4.8 It is submitted that another grave implication of the failure of the Respondents to call evidence (but resting their cases on that of the Appellants) is that the Appellants who are ordinarily required to prove their cases by preponderance of evidence are discharged from that burden and foisted with the burden of minimal proof. In this wise, the Appellants are required to prove their case by deduction of minimal evidence. See AGAGU VS MIMIKO (2009) 7 NWLR (PT 1140) 342 @ 386, para F-G:

“In such circumstance, the law does not require proof of impliedly admitted facts and where proof is even required, only a minimal evidence would be necessary to ground the claim. See also BALOGUN VS. UBA (1992) 6 NWLR (PT 247) 366 and EGBUNIKE VS. ACB (1995) 2 NWLR (PT.375) 34.”

4.9 It must noted that although election Petitions are in a class of their own or sui generis, the general rules or principles of pleadings which apply to ordinary civil actions are also applicable with necessary modification mutatis mutandis but with equal force especially as regard the filing of Petitions and Reply thereto. See Ogbeide v. Osula (2004) 12 NWLR (Pt. 886) 86 at 94.

4.10 However, in a case where the other side fails to call evidence available for the Court to put on the proverbial balance of scale, the Plaintiff is only required to prove his case by production of minimal evidence.

4.11 It is clear that if the trial Tribunal had examine and evaluate Exhibits B - B77 which incidentally was tendered by the 2nd Respondent it would not have come to the conclusion that that the Appellants even needed to have proved their case by preponderance of evidence. Exhibits B - B77 has conclusively proved that the election was not conducted in accordance with the requirements of the Electoral Act. Exhibits B - B77 on the face of it has established gross violation of Section 63 subsections 1 & 2 of the Electoral Act because they were not stamped or signed by the Presiding Officers. The Appellants had carried out an analysis of Exhibits B-B77 in Pages 11-30 of their Final Written Address but the Tribunal discountenanced it. See pages 450 of the records.

4.12 We respectfully invite this Court to examine and evaluate Exhibits B - B77 and come to the conclusion which the Tribunal would have arrived at. See JASKE V. MAGAJI (2008) 3 LRECN 113 @ 146, PARAS. B-C.

● Exercise tasks
1. For each statement about the election petition passage, answer yes or no and quote the words from the passage that settle it. (a) Exhibits B - B77 were tendered by the 2nd Respondent. (b) The Tribunal accepted the Appellants' analysis of Exhibits B-B77. (c) The general rules of pleadings for ordinary civil actions do not apply to election petitions.
2. Please pick out every line of the rows that contains the word "lens". Case counts.
The rows that come next have no connection to the election petition passage.

● Listed records
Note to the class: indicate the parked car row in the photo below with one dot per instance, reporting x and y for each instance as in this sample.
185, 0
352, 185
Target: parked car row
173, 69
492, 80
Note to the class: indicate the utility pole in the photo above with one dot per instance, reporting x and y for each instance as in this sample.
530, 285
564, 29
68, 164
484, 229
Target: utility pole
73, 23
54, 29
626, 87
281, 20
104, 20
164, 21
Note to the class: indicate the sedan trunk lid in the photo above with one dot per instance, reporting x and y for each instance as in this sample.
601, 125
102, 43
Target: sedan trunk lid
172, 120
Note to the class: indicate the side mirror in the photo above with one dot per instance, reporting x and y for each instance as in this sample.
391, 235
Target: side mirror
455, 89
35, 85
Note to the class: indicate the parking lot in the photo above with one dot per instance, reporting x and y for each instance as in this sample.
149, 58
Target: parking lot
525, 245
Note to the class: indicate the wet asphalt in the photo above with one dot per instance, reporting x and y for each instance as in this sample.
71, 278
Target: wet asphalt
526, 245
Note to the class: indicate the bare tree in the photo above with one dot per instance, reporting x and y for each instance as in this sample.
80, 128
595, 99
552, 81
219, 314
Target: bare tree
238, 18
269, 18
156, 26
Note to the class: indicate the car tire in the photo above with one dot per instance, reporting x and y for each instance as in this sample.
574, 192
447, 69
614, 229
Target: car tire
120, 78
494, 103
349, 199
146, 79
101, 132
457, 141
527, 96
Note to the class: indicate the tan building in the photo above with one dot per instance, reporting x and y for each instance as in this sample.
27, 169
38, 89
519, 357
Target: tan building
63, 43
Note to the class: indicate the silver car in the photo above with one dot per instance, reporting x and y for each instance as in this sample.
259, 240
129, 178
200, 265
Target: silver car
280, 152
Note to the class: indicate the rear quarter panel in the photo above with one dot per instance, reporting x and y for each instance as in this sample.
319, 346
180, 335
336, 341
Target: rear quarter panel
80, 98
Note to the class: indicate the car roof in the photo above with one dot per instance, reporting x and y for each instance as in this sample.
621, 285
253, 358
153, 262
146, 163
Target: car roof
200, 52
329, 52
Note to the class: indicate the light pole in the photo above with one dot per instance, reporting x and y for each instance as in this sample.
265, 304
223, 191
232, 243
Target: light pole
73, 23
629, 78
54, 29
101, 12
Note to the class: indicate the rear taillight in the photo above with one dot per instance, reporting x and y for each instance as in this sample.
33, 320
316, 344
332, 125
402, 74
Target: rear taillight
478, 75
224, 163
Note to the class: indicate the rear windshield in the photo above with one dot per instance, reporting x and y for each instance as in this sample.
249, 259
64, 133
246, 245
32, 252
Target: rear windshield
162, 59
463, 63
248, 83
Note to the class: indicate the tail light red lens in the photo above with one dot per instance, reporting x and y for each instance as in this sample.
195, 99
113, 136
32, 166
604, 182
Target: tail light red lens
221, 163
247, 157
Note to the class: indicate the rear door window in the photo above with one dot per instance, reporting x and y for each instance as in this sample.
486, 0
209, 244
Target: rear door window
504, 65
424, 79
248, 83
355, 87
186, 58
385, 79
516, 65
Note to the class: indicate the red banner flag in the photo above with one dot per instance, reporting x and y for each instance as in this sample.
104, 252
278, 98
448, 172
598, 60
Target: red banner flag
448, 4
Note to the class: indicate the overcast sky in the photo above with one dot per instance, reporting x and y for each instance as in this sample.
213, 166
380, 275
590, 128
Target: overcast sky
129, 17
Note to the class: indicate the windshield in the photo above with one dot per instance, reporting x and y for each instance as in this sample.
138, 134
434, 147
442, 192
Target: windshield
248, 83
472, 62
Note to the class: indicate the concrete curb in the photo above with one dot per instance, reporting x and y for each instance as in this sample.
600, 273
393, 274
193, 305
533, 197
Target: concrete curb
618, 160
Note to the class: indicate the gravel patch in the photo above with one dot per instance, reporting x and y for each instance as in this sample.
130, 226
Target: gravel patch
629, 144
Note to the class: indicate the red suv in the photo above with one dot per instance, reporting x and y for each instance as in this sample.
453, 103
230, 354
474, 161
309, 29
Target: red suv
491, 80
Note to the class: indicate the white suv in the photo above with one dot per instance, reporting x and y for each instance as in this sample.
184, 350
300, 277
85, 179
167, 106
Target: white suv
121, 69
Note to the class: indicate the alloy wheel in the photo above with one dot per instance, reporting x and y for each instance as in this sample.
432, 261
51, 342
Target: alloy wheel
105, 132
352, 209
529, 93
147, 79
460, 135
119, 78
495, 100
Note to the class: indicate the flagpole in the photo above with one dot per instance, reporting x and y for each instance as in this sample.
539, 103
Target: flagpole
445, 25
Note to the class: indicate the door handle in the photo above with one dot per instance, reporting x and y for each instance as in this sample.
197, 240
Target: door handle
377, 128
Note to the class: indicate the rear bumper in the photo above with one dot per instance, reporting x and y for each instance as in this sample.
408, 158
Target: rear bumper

● Answer set
1.
(a) Yes: "which incidentally was tendered by the 2nd Respondent"
(b) No: "but the Tribunal discountenanced it"
(c) No: "the general rules or principles of pleadings which apply to ordinary civil actions are also applicable"

2.
Note to the class: indicate the tail light red lens in the photo above with one dot per instance, reporting x and y for each instance as in this sample.
Target: tail light red lens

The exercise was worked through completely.